──────── READING TEXT ────────

Science
Large language model tops physicians on complex diagnostic reasoning tasks

Clinical takeaway: Advanced LLMs may now provide high-quality diagnostic and management second opinions—especially early in care when information is limited—but should be viewed as adjuncts pending prospective validation.
Diagnostic error remains a major source of patient harm; tools that improve early clinical reasoning could meaningfully impact outcomes, efficiency, and access to care.
A new Science study finds that an advanced large language model (OpenAI o1) consistently outperformed physicians across a range of challenging diagnostic reasoning tasks, including real-world emergency department cases, raising the possibility that AI could meaningfully augment clinical decision-making.
Across 143 NEJM clinicopathologic conference cases, the model included the correct diagnosis in its differential 78.3% of the time and listed it first in 52% of cases; accuracy rose to 97.9% when near-miss diagnoses were included.
On diagnostic test selection, clinicians judged the model’s recommendation as “exactly right” in 87.5% of cases, with only 1.5% considered unhelpful.
In structured clinical reasoning assessments, the model achieved near-perfect performance: it earned a perfect score in 78 of 80 cases using a validated reasoning rubric, significantly outperforming attending and resident physicians as well as earlier AI systems.

──────── ENTRIES SUPPLIED ────────

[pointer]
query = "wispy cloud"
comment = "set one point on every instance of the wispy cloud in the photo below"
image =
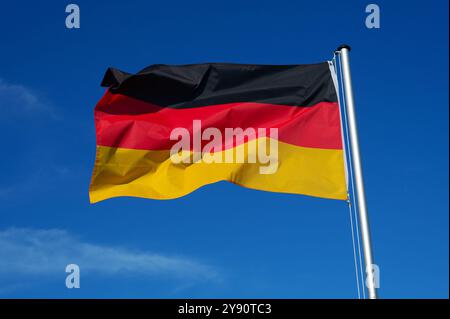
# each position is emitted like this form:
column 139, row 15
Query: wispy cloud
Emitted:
column 48, row 251
column 22, row 100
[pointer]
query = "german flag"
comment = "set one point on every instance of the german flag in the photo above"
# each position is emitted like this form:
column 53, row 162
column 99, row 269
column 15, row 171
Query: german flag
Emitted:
column 137, row 120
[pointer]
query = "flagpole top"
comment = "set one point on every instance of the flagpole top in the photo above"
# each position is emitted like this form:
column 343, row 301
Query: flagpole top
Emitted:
column 343, row 46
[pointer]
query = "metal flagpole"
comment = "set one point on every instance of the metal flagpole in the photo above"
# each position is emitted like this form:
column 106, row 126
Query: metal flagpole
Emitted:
column 343, row 51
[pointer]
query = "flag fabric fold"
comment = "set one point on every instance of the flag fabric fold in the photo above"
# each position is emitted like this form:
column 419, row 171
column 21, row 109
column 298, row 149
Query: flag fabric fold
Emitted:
column 137, row 119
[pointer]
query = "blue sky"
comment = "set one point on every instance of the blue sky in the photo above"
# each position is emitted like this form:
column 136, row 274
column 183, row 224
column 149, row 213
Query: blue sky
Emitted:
column 222, row 240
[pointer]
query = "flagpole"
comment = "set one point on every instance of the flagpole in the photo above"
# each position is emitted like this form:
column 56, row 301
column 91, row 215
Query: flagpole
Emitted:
column 344, row 50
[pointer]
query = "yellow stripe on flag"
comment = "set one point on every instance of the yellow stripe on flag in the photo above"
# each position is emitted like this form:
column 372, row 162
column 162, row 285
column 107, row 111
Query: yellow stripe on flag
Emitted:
column 152, row 174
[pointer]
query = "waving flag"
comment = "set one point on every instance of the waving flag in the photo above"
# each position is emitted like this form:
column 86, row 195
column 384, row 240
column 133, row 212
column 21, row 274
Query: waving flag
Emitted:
column 168, row 130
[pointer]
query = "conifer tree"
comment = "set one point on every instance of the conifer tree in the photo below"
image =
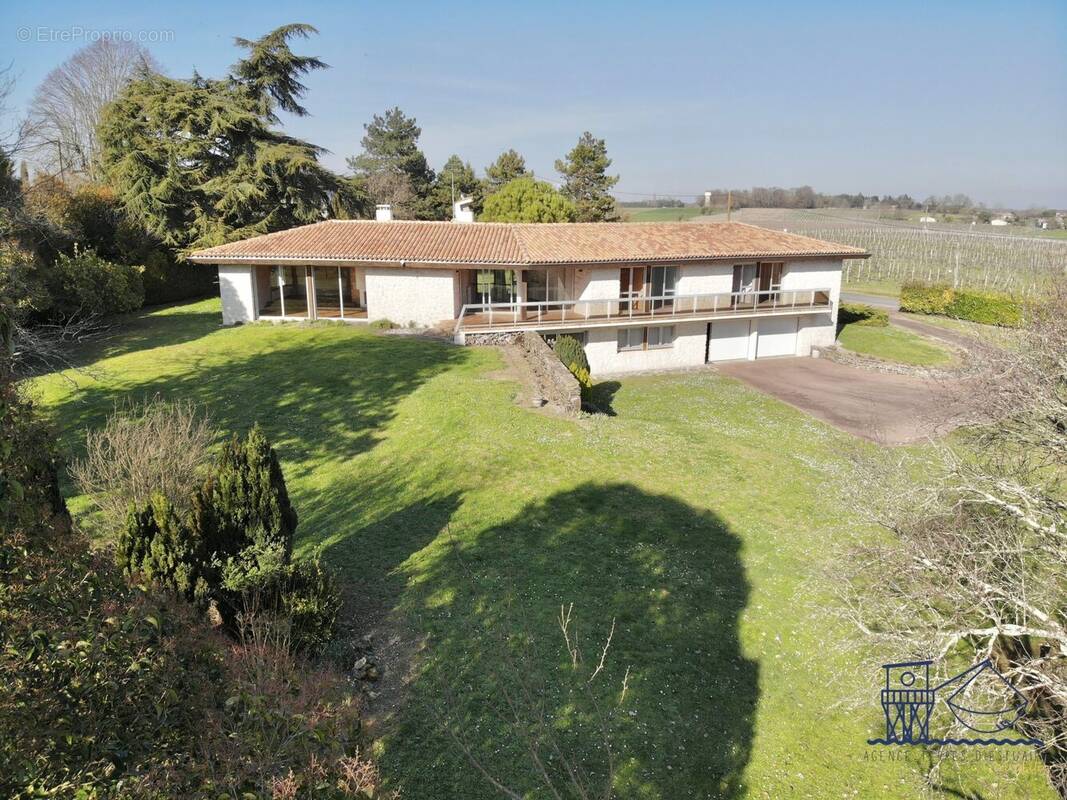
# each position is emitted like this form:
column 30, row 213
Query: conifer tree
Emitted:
column 586, row 180
column 509, row 165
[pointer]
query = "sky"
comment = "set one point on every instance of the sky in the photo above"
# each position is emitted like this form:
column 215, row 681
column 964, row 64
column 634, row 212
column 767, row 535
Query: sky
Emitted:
column 873, row 97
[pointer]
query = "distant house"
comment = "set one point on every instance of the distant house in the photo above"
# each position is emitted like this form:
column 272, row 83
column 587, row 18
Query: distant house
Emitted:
column 637, row 296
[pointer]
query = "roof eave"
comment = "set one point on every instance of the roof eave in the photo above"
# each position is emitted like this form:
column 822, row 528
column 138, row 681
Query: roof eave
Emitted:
column 346, row 261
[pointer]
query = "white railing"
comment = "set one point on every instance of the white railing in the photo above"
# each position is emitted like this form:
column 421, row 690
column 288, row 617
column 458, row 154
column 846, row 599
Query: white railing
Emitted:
column 665, row 307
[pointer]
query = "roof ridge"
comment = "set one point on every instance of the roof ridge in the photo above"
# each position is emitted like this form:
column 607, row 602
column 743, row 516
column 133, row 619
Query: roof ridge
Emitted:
column 520, row 241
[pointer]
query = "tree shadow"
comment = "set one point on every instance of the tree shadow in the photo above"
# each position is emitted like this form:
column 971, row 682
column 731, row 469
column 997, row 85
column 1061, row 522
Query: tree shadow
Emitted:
column 670, row 577
column 319, row 399
column 156, row 326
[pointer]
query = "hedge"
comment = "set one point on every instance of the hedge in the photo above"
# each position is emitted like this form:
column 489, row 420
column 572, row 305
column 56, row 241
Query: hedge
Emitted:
column 857, row 314
column 987, row 307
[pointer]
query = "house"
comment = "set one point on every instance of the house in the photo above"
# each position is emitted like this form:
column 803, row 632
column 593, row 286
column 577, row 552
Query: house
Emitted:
column 637, row 296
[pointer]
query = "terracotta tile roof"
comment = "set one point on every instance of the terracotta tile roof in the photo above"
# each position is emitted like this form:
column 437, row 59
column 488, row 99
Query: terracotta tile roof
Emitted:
column 518, row 243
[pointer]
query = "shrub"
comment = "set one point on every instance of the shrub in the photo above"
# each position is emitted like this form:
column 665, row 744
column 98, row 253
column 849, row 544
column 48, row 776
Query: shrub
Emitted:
column 303, row 596
column 857, row 314
column 925, row 299
column 248, row 498
column 570, row 351
column 987, row 307
column 234, row 545
column 84, row 284
column 144, row 449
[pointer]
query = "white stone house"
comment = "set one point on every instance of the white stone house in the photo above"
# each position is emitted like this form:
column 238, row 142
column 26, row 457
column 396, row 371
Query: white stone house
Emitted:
column 637, row 296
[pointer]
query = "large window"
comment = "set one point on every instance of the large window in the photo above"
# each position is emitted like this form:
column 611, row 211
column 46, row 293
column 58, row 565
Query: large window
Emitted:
column 646, row 338
column 631, row 338
column 663, row 285
column 661, row 337
column 495, row 286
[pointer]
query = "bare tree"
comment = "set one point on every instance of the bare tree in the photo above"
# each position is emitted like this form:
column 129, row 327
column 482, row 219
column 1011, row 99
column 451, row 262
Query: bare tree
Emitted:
column 975, row 564
column 14, row 129
column 66, row 107
column 147, row 448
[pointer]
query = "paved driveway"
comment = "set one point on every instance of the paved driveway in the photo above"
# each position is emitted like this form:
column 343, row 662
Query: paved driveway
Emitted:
column 889, row 409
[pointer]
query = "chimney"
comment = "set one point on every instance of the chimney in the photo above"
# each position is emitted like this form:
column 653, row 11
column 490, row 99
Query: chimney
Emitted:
column 462, row 210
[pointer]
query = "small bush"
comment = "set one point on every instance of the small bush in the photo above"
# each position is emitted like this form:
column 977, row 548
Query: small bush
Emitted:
column 303, row 595
column 84, row 284
column 974, row 305
column 857, row 314
column 925, row 299
column 987, row 307
column 570, row 351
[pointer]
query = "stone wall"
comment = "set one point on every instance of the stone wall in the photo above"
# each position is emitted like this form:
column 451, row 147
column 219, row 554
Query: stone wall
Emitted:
column 554, row 384
column 559, row 388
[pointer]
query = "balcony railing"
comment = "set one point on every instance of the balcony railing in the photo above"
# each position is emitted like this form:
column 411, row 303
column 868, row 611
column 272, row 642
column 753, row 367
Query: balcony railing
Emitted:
column 666, row 307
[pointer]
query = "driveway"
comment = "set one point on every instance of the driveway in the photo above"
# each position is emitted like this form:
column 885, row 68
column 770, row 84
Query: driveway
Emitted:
column 888, row 409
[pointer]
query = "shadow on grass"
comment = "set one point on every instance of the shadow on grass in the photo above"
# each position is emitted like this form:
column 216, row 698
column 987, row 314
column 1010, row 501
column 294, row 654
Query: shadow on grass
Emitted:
column 149, row 328
column 671, row 578
column 319, row 397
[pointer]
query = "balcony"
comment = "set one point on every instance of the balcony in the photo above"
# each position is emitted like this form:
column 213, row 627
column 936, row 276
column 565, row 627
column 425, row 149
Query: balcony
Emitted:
column 482, row 317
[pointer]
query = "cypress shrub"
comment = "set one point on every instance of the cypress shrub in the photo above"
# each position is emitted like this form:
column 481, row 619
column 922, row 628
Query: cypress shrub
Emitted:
column 235, row 547
column 858, row 314
column 570, row 351
column 248, row 497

────────

**WHAT TO DO**
a - Turn the paragraph of the diagnosis article that begins "Across 143 NEJM" into a short list. Keep all of its figures.
b - Answer these from the diagnosis article:
(i) Which model did the study test?
(ii) In what share of cases did clinicians call the model's test recommendation "exactly right"?
(iii) In how many of the 80 structured reasoning cases did the model earn a perfect score?
c - Extract the part of the diagnosis article starting with "A new Science" and going on through "augment clinical decision-making.".
These entries have no connection to the diagnosis article.

**RESPONSES BY TASK**
a -
- Cases tested: 143 NEJM clinicopathologic conference cases
- Correct diagnosis included in the model's differential: 78.3% of cases
- Correct diagnosis listed first: 52% of cases
- Accuracy with near-miss diagnoses counted: 97.9%

b -
(i) OpenAI o1
(ii) 87.5%
(iii) 78

c -
A new Science study finds that an advanced large language model (OpenAI o1) consistently outperformed physicians across a range of challenging diagnostic reasoning tasks, including real-world emergency department cases, raising the possibility that AI could meaningfully augment clinical decision-making.